= EXTRACTED TEXT =
^^^^

Recently, on March 21st, I marked my one-year anniversary with American University of the Caribbean School of Medicine (AUC). As our medical students can attest, a year can go by quickly. I am amazed at what we at AUC have been able to accomplish in such a short time, even amidst some very difficult challenges. I am excited about the year ahead of us and am confident that we will be able to continue to move forward.
I came on board with two broad objectives: to address any immediate needs of our students and to set a course for the next several years. AUC has a wonderful tradition and a great track record of preparing physicians. My goal has been and continues to be to preserve and build on the qualities that make AUC a unique institution. But like all medical schools we must also dedicate the energy and resources required to ensure that our institution can meet the challenges we face, and be agile enough to meet the evolving demands of graduate medical education and healthcare delivery.
When I joined AUC last year, it was clear that we still had work to do to bring the clinical phase of training up to that same high standard. We devoted focus to two areas: improving the clinical student experience and enhancing support for our clinical students’ academic performance.
We needed to create an infrastructure and environment capable of addressing these two key facets of the clinical program. We brought in new leadership, restructured and expanded our student support team, and created the expectation that we would provide world-class service to our students. We added clinical capacity in the United States and the United Kingdom and are now prepared for the larger classes that will be entering clinical training.
To support our students’ academic performance, we built the technology backbone to provide clinical students with additional academic support—the Millennium Program. We piloted this program in February, providing online access to course objectives, required clinical encounters, and supplemental online cases, and an electronic method of compiling the required case log. The next step will be to add practice questions for USMLE Step 2 CK and we are on track to have this available to all clinical students by September 2014. To increase our students’ preparedness for the residency match, we launched the physician match advisor program, a service we will be expanding in the coming year.
Although I am pleased with our progress, we still have work to do. We will continue to improve how we help our students prepare for the residency Match, including those entering the Canadian match, and we will implement a practice USMLE Step 2 CS examination to better prepare our students for this high-stakes examination.
All of these initiatives have the potential to impact students who are in the midst of their experience at AUC. We also are looking several years ahead and considering how AUC will evolve to meet the needs of future students. I am happy to report that with the support of our Board of Trustees, we have defined our strategic vision and goals. We have also conducted an in-depth self-study, identified our strengths and challenges, and prioritized our activities for the next year. While we will continue our focus on preparing our graduates to successfully compete in the Match and improving the clinical phase of training, we will also begin important work integrating the medical science and clinical training phases and improving our use of educational technologies in ways that most benefit our learners.
I am pleased with how far we have come already, and I continue to be inspired and invigorated by the dedication of our students and faculty. AUC is truly a special institution, and I have been privileged to come in and serve as executive dean for the past year. I look forward to another year of working with our students, faculty, colleagues, and partners to ensure that AUC continues to achieve its mission.

^^^^

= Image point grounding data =
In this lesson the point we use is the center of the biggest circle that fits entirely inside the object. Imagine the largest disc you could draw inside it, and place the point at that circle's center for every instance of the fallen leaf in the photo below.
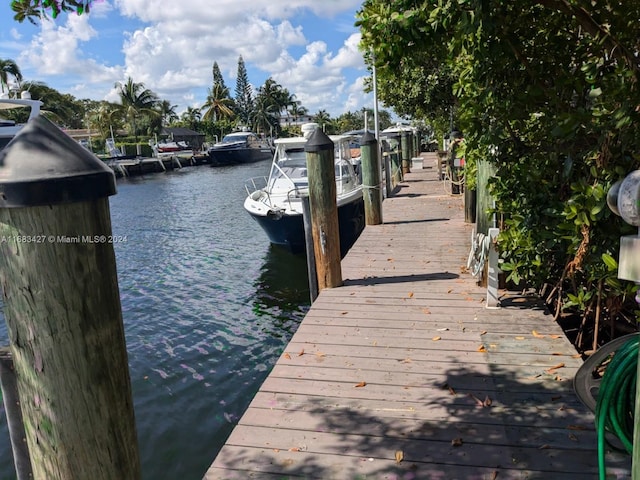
(554, 368)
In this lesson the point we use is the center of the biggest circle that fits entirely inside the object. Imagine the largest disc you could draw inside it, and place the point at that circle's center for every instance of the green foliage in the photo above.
(552, 91)
(34, 10)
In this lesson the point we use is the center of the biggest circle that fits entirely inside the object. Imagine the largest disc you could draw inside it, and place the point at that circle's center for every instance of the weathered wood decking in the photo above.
(403, 374)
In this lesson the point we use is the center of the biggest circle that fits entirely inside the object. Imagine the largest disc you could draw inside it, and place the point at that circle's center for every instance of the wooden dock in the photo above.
(403, 373)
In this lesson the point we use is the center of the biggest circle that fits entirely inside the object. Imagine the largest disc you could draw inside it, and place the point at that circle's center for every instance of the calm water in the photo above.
(208, 307)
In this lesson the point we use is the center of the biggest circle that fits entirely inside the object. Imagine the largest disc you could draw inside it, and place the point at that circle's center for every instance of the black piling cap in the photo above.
(368, 138)
(318, 142)
(44, 166)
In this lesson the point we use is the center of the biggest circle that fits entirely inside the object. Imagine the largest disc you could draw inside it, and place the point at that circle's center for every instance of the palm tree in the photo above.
(191, 116)
(136, 100)
(322, 117)
(9, 67)
(218, 103)
(297, 111)
(265, 115)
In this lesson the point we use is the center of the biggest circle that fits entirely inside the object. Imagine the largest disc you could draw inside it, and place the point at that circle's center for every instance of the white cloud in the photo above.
(171, 46)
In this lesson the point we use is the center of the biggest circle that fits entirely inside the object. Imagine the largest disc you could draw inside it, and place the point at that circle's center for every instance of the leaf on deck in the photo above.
(554, 368)
(399, 456)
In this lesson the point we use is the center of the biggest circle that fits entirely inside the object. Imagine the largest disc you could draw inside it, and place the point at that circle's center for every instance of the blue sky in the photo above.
(308, 46)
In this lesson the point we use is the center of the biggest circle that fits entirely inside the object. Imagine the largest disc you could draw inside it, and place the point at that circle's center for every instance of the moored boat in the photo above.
(172, 149)
(240, 147)
(276, 202)
(9, 128)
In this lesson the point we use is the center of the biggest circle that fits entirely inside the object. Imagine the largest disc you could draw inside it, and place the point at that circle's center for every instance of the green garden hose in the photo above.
(616, 400)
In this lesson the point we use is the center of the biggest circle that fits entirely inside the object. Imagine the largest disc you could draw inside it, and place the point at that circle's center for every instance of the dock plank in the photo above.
(403, 373)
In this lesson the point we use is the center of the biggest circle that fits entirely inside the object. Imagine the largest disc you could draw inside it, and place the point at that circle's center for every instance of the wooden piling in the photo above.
(324, 211)
(371, 179)
(9, 387)
(62, 308)
(406, 152)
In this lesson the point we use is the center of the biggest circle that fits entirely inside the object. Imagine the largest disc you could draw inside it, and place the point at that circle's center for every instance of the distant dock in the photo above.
(402, 373)
(137, 166)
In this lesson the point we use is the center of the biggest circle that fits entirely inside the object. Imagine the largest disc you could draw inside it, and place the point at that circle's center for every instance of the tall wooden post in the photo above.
(406, 152)
(62, 308)
(9, 387)
(319, 151)
(371, 179)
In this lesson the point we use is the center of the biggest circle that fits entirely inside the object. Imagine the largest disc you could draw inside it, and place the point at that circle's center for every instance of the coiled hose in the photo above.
(616, 400)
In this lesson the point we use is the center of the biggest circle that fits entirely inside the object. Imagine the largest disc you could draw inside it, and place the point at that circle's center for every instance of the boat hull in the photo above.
(235, 156)
(287, 231)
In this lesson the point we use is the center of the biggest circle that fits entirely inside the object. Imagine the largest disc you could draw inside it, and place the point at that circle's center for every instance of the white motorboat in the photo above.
(9, 128)
(276, 202)
(168, 150)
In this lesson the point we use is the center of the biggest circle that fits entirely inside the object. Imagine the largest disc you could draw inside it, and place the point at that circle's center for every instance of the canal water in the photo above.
(208, 306)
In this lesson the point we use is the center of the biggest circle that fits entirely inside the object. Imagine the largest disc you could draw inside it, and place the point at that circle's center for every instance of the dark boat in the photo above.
(240, 147)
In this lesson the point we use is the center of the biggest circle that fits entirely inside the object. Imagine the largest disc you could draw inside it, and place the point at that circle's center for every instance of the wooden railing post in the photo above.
(371, 179)
(319, 151)
(17, 436)
(62, 308)
(406, 152)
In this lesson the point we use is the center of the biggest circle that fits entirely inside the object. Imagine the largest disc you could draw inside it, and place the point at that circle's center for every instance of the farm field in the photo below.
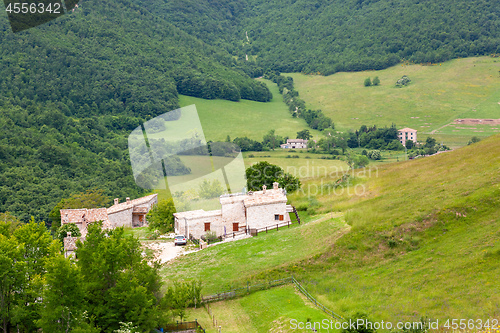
(227, 265)
(438, 94)
(423, 242)
(299, 163)
(221, 118)
(262, 311)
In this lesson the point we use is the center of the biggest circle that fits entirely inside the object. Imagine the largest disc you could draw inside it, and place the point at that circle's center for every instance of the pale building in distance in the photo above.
(406, 134)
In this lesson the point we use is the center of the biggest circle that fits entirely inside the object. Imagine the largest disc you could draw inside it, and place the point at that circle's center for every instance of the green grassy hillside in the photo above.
(438, 94)
(423, 241)
(221, 118)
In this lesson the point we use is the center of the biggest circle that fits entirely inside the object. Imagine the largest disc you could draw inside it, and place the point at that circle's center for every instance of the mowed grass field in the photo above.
(221, 118)
(438, 94)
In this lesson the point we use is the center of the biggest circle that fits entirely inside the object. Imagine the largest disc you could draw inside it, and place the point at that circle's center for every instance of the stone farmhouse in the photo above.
(294, 143)
(406, 134)
(239, 211)
(131, 213)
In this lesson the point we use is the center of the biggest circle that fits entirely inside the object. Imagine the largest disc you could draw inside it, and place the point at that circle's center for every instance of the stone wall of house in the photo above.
(264, 215)
(121, 218)
(233, 210)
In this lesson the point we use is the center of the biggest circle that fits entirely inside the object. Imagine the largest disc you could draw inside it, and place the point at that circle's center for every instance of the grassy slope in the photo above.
(462, 88)
(441, 216)
(220, 118)
(424, 241)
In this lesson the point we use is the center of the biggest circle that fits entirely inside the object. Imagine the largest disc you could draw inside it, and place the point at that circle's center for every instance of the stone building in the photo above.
(238, 212)
(294, 144)
(406, 134)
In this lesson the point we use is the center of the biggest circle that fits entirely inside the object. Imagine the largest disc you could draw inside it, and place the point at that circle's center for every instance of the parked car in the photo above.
(180, 240)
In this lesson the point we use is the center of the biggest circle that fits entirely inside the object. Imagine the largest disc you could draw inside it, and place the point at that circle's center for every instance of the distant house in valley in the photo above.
(131, 213)
(406, 134)
(240, 211)
(294, 143)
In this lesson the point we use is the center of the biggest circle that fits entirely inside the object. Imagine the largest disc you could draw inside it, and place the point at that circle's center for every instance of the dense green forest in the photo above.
(72, 90)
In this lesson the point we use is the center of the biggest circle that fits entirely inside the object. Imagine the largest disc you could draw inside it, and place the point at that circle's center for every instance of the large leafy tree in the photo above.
(93, 198)
(265, 173)
(119, 285)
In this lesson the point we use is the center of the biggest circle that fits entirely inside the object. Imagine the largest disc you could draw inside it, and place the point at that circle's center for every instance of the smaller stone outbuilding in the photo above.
(239, 212)
(131, 213)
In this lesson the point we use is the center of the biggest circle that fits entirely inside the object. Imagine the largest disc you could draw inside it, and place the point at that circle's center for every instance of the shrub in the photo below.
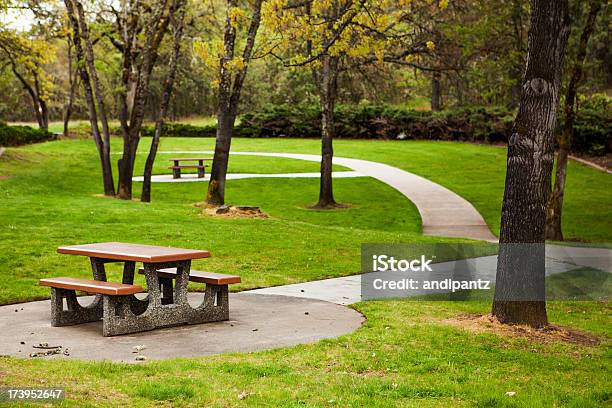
(592, 128)
(21, 135)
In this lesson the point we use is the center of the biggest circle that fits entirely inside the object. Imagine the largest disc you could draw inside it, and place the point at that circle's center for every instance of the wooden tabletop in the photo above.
(190, 158)
(133, 252)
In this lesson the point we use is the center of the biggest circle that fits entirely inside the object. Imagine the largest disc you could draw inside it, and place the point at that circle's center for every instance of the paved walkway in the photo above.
(443, 212)
(257, 322)
(190, 177)
(347, 290)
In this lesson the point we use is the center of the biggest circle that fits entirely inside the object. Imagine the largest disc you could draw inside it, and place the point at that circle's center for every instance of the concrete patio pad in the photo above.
(257, 322)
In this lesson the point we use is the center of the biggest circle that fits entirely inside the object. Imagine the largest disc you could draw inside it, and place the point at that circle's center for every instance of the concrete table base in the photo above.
(257, 322)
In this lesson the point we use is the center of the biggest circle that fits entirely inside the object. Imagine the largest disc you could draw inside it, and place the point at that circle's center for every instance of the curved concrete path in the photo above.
(443, 212)
(257, 322)
(191, 177)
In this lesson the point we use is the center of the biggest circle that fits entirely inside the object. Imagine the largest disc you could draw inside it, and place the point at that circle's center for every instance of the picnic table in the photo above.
(116, 304)
(176, 168)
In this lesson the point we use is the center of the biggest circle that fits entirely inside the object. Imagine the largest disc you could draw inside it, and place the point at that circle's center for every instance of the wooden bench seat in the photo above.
(176, 169)
(91, 286)
(189, 166)
(209, 278)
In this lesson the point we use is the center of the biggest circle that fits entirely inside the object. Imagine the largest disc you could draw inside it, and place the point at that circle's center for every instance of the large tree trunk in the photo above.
(519, 292)
(435, 91)
(225, 123)
(85, 62)
(555, 203)
(516, 67)
(177, 24)
(328, 78)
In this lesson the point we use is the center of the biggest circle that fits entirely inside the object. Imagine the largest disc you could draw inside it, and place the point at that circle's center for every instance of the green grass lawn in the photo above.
(405, 355)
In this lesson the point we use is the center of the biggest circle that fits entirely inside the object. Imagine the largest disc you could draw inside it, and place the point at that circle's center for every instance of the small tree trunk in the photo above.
(72, 79)
(328, 78)
(177, 25)
(555, 203)
(216, 185)
(519, 292)
(81, 40)
(228, 99)
(435, 91)
(44, 114)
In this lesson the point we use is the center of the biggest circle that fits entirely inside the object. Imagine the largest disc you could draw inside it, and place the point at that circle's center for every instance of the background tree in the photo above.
(177, 25)
(136, 30)
(332, 36)
(555, 203)
(26, 59)
(519, 292)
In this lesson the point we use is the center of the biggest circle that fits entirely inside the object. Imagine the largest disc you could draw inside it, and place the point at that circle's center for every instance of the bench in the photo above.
(176, 168)
(116, 298)
(216, 284)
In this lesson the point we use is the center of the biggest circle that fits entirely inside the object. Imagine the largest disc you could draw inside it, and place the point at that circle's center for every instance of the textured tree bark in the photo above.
(519, 293)
(435, 91)
(555, 203)
(328, 88)
(72, 79)
(229, 90)
(177, 25)
(79, 37)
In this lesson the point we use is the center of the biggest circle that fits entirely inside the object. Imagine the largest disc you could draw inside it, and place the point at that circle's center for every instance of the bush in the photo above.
(21, 135)
(379, 122)
(180, 130)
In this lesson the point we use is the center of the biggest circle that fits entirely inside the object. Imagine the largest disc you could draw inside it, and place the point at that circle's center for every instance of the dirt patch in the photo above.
(548, 334)
(232, 211)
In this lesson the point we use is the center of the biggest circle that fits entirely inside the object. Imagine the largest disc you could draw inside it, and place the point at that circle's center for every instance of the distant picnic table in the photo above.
(176, 168)
(122, 312)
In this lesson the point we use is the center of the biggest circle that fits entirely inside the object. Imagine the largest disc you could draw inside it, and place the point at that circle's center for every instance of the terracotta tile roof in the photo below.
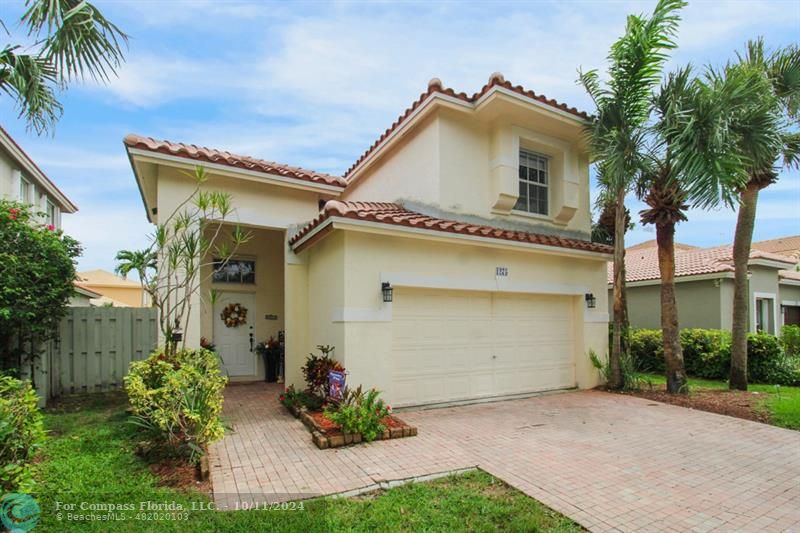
(788, 246)
(435, 87)
(642, 264)
(397, 215)
(790, 274)
(210, 155)
(72, 208)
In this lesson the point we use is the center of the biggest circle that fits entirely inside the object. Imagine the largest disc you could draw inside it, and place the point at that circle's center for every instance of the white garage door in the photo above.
(458, 345)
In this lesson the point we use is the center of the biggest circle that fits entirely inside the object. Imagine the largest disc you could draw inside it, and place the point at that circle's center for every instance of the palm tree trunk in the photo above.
(673, 354)
(620, 330)
(742, 239)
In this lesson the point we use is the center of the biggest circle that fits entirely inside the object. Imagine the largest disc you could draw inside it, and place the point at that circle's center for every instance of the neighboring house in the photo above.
(451, 262)
(114, 290)
(788, 246)
(23, 181)
(704, 288)
(83, 296)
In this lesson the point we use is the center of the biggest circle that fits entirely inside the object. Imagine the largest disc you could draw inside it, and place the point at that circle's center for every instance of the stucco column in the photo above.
(295, 302)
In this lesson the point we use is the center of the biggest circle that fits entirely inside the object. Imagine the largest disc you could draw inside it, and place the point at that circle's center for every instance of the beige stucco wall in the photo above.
(459, 163)
(790, 293)
(699, 305)
(6, 189)
(355, 318)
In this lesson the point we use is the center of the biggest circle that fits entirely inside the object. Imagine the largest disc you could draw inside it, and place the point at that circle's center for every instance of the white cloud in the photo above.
(103, 230)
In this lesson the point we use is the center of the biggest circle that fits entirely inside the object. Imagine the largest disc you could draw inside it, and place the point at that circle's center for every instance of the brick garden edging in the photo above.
(336, 440)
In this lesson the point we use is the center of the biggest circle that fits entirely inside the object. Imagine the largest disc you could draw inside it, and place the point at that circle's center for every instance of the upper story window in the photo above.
(533, 183)
(51, 213)
(24, 191)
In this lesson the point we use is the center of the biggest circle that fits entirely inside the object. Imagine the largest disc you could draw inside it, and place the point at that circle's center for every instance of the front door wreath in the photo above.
(234, 315)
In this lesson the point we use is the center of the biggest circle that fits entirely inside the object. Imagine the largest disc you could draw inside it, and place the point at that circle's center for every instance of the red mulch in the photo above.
(739, 404)
(177, 473)
(329, 427)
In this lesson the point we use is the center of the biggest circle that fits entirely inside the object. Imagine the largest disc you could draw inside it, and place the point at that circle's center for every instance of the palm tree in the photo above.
(72, 40)
(143, 262)
(768, 132)
(693, 162)
(617, 133)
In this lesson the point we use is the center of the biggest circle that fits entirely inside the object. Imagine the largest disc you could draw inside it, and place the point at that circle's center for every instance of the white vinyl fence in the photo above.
(94, 347)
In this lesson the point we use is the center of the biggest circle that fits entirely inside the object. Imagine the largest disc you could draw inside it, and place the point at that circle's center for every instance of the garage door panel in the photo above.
(451, 345)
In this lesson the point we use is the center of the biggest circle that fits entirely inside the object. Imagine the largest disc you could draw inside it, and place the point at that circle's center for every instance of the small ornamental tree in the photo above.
(37, 270)
(192, 239)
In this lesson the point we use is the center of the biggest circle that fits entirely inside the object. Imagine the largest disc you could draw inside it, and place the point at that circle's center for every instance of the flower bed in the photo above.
(355, 415)
(327, 434)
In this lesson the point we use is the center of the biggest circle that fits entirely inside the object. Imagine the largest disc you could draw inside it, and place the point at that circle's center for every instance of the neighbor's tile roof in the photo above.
(641, 264)
(435, 87)
(211, 155)
(790, 274)
(397, 215)
(788, 246)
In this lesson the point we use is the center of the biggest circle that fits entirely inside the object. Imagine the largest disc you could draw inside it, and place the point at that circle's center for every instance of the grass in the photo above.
(90, 457)
(782, 403)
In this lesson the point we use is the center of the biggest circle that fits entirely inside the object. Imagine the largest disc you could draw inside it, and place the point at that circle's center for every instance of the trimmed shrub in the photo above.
(316, 369)
(767, 362)
(707, 354)
(360, 413)
(647, 350)
(790, 337)
(178, 399)
(21, 434)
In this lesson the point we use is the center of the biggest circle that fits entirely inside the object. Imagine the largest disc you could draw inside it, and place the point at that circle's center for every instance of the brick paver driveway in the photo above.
(607, 461)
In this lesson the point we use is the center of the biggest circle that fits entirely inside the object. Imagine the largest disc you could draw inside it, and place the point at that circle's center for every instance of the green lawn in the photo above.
(89, 457)
(783, 403)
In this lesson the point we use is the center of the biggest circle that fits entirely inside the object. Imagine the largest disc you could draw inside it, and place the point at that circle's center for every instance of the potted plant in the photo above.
(270, 351)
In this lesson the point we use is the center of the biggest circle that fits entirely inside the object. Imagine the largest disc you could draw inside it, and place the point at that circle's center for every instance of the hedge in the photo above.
(707, 354)
(21, 434)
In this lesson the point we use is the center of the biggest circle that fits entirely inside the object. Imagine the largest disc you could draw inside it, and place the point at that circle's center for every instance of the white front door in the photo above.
(234, 344)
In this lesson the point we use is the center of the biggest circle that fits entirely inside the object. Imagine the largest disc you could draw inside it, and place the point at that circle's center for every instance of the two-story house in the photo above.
(23, 181)
(451, 262)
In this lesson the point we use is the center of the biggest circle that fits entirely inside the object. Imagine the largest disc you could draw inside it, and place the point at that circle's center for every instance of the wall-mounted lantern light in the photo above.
(387, 290)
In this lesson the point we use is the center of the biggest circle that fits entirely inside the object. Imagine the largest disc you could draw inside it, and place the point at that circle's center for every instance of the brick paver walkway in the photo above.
(610, 462)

^^^^

= STUDY QUESTIONS =
a - Output the passage of the dean's anniversary letter between "I am pleased with how" and "achieve its mission.", inclusive.
b - According to the dean's anniversary letter, by when is the school on track to make USMLE Step 2 CK practice questions available to all clinical students?
c - Can you rewrite the paragraph of the dean's anniversary letter beginning "To support our students’ academic performance" as a short list that keeps its main facts?
Use only the dean's anniversary letter when responding.

= RESPONSES IN ORDER =
a -
I am pleased with how far we have come already, and I continue to be inspired and invigorated by the dedication of our students and faculty. AUC is truly a special institution, and I have been privileged to come in and serve as executive dean for the past year. I look forward to another year of working with our students, faculty, colleagues, and partners to ensure that AUC continues to achieve its mission.

b - By September 2014.

c -
- The school built the Millennium Program, a technology backbone that gives clinical students additional academic support.
- The program was piloted in February. It offers online access to course objectives, required clinical encounters and supplemental online cases, plus an electronic way to compile the required case log.
- The next step is adding USMLE Step 2 CK practice questions, on track for all clinical students by September 2014.
- To improve preparedness for the residency match, the school launched a physician match advisor program, which it will expand in the coming year.